- [Problem details]
Give again, word for word, every line below from the one that has "Query: pink wall" through the one that has "Query: puffer jacket", both included, and no others.

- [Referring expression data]
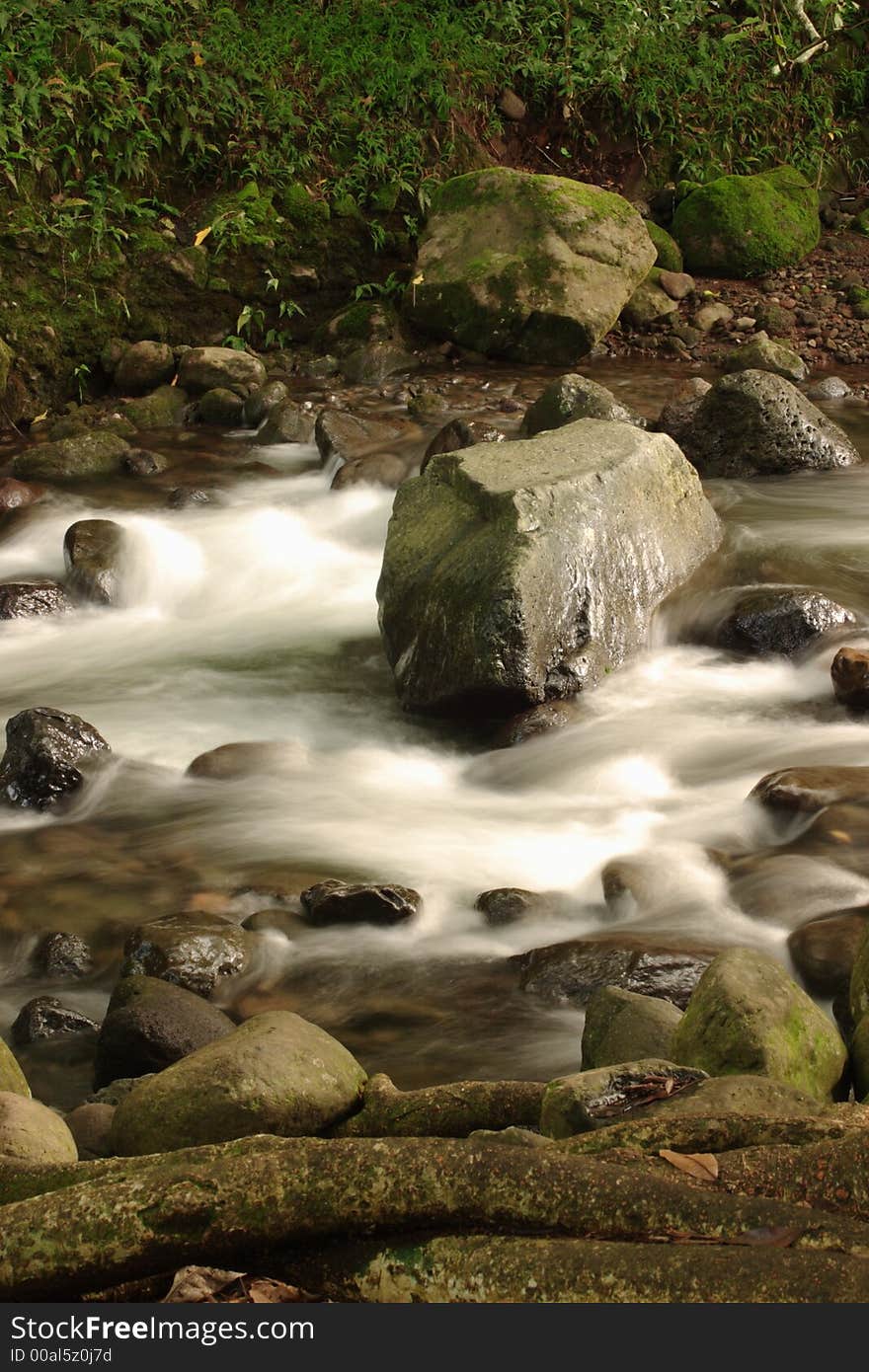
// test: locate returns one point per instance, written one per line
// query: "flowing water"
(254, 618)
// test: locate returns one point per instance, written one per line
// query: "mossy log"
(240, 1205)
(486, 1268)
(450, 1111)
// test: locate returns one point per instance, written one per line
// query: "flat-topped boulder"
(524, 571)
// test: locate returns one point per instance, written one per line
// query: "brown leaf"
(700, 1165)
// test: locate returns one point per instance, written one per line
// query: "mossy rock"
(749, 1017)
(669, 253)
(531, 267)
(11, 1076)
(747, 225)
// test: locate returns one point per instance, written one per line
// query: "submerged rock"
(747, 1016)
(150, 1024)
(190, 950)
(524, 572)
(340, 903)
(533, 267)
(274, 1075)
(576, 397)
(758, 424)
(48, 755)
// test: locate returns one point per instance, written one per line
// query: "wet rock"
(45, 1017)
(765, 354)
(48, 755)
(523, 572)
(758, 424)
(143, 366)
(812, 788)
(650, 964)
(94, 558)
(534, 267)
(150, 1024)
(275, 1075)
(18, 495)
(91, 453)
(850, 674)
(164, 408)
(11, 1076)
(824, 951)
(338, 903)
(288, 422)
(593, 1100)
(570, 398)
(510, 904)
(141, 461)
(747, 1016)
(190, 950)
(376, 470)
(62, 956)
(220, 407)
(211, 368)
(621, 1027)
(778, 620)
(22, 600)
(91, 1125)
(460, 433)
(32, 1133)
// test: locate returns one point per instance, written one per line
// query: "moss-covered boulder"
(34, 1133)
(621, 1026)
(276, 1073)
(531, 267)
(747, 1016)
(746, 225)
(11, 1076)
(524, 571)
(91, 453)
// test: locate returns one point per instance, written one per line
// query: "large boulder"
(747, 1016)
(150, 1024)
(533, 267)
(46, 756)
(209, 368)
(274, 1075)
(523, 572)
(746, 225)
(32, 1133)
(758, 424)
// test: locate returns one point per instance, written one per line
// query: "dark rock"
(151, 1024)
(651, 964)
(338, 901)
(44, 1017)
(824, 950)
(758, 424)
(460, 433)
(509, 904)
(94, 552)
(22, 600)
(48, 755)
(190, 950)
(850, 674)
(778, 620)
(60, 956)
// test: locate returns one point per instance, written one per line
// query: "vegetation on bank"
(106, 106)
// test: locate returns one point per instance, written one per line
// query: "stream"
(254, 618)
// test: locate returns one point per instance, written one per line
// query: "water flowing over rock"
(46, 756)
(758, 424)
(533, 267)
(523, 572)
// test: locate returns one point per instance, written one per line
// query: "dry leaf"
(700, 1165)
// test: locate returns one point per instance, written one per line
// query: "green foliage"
* * *
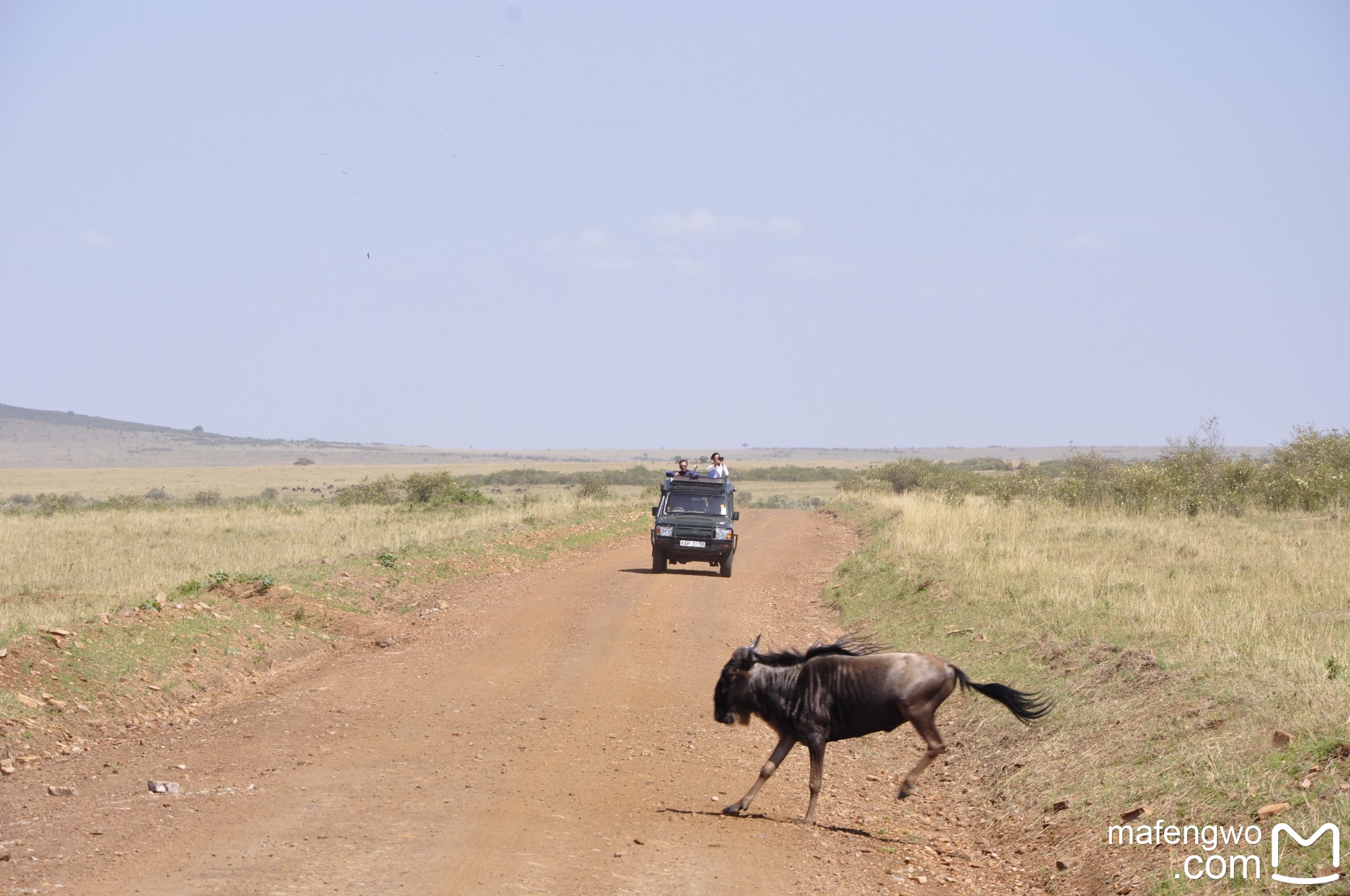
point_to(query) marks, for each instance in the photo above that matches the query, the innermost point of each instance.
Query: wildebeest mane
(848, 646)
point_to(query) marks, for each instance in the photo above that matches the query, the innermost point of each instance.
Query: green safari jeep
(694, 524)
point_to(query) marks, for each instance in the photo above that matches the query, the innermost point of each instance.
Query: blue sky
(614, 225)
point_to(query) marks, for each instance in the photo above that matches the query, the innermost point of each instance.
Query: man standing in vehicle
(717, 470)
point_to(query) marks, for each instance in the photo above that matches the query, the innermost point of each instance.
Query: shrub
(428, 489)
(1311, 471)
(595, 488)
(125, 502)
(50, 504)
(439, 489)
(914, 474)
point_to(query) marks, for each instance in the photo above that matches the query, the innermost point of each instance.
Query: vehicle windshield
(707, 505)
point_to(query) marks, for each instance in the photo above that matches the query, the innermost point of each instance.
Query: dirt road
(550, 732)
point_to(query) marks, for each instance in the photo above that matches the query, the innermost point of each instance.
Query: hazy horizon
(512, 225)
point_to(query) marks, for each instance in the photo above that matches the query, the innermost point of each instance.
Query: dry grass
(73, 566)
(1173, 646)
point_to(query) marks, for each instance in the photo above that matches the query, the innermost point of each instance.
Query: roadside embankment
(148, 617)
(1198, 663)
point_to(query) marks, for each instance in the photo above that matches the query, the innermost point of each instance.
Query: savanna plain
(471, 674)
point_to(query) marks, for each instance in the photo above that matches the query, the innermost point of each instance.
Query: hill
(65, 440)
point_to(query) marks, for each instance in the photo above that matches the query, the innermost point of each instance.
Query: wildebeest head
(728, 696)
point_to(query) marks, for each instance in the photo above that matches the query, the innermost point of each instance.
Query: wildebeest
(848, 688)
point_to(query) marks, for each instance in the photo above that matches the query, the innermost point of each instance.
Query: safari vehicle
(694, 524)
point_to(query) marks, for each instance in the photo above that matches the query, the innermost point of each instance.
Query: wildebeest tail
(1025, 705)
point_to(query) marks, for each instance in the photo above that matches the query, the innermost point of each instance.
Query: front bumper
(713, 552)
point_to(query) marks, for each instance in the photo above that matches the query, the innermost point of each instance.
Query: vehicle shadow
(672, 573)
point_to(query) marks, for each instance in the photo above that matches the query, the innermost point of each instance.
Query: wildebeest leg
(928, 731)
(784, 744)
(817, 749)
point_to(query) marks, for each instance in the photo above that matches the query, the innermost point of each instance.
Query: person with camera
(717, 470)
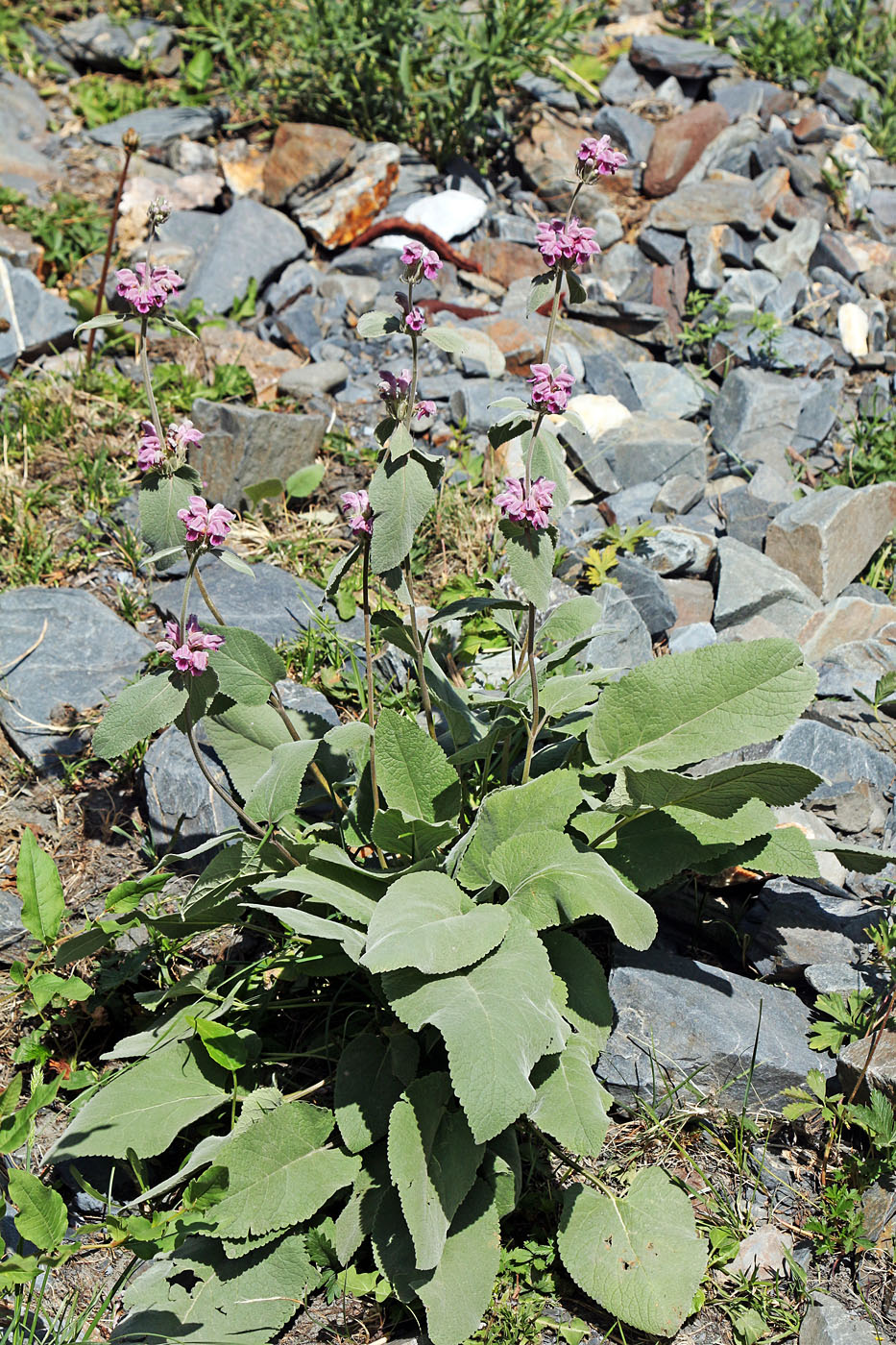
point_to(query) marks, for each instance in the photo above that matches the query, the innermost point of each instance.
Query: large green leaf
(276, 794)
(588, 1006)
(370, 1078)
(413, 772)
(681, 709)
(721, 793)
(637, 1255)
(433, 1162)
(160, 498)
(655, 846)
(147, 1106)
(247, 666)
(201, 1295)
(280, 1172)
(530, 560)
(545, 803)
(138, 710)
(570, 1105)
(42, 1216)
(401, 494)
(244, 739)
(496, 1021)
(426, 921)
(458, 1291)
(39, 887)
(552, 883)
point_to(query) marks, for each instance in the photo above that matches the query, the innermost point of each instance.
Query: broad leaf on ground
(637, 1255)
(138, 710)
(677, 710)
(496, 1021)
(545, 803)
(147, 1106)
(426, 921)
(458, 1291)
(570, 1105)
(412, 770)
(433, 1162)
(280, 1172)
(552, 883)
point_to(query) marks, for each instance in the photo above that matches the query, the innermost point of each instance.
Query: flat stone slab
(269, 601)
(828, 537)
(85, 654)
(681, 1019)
==
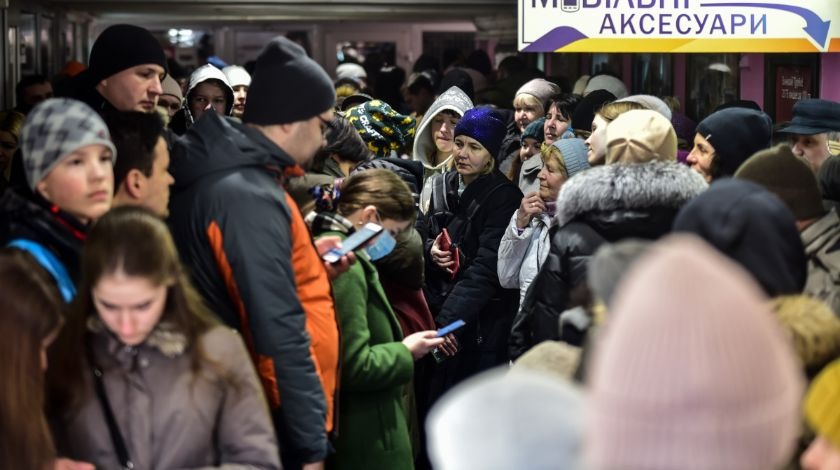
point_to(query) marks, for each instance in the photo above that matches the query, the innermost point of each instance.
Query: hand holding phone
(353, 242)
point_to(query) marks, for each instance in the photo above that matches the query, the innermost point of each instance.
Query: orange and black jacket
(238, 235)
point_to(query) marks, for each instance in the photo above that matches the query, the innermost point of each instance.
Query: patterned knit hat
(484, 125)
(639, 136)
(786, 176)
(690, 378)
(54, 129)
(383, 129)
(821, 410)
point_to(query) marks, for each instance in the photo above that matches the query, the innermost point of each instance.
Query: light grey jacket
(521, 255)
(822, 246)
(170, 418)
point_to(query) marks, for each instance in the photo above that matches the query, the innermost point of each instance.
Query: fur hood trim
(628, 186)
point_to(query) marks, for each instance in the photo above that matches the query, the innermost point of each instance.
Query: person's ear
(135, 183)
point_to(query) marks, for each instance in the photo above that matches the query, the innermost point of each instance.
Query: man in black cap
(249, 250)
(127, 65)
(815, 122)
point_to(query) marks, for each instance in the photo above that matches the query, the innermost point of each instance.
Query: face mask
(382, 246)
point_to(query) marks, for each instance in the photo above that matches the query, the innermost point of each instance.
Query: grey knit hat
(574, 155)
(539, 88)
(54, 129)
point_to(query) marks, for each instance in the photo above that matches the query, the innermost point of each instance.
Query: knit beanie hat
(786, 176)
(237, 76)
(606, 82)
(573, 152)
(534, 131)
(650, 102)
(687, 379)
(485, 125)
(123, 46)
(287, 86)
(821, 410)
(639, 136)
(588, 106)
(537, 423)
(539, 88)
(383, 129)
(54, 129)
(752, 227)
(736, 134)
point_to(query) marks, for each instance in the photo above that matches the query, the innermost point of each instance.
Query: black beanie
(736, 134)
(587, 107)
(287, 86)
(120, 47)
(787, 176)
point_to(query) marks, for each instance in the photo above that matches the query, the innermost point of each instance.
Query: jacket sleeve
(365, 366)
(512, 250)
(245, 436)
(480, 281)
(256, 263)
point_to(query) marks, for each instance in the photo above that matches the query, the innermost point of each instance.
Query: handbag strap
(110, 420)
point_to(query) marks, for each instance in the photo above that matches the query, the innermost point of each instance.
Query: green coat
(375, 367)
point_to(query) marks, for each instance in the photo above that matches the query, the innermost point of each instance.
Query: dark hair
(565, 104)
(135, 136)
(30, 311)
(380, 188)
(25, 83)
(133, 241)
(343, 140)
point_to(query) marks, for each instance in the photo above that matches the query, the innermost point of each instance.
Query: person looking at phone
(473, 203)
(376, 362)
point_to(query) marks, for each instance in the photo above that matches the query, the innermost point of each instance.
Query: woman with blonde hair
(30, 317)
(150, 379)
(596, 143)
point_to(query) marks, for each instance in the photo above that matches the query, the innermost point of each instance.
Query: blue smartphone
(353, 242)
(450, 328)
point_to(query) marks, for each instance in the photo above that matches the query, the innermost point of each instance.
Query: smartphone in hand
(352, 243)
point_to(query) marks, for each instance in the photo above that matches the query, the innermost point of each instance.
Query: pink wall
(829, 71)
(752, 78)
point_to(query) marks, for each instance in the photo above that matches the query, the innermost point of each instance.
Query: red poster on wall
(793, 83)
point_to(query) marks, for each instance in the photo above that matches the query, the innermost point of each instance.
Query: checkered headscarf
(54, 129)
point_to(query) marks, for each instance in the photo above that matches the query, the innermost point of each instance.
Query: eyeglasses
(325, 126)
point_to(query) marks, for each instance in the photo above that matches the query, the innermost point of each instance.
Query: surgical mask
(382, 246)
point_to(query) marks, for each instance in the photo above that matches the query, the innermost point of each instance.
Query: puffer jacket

- [Problem solution]
Query: pink wall
(829, 71)
(752, 78)
point_to(query) marks, for each instance in the photo above that matches the query, the innermost point of each instance.
Query: red poster on wall
(793, 83)
point_to(query) marks, for each instance in the photo above that matches the query, the innermost point of each instance.
Query: checkered headscarf
(54, 129)
point_to(query) marks, for each instance in the photo above that matches the query, the innermost point of each instance.
Query: eyeglasses
(325, 126)
point_to(query) marks, for each instance in the photo above that matches the query, the innermost point of each instance.
Query: surgical mask
(382, 246)
point_to(query) marks, for each instance in the photo above that matches the query, the innermost point of each instance.
Query: puffer jacket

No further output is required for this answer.